### TO BE DONE
Please reproduce every one of the entries below word for word, leaving the pictures out of your answer.

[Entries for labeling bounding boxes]
====

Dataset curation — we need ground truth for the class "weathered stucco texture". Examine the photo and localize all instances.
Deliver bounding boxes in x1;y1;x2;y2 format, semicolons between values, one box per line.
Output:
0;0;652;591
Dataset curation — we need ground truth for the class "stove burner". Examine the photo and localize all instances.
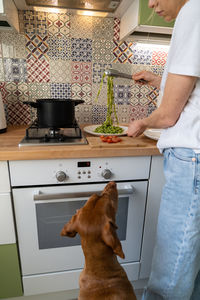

====

### FULL OUTPUT
Dataset curation — we need ground truth for the class "weathered stucco texture". Examine the photo and localize all instances.
Deliver bounding boxes in x1;y1;x2;y2 format, semicolons between values, one box per line.
Output:
0;0;652;591
Dataset curation — we need ground truth for the class "stove burner". Examine the photo and localize all instances.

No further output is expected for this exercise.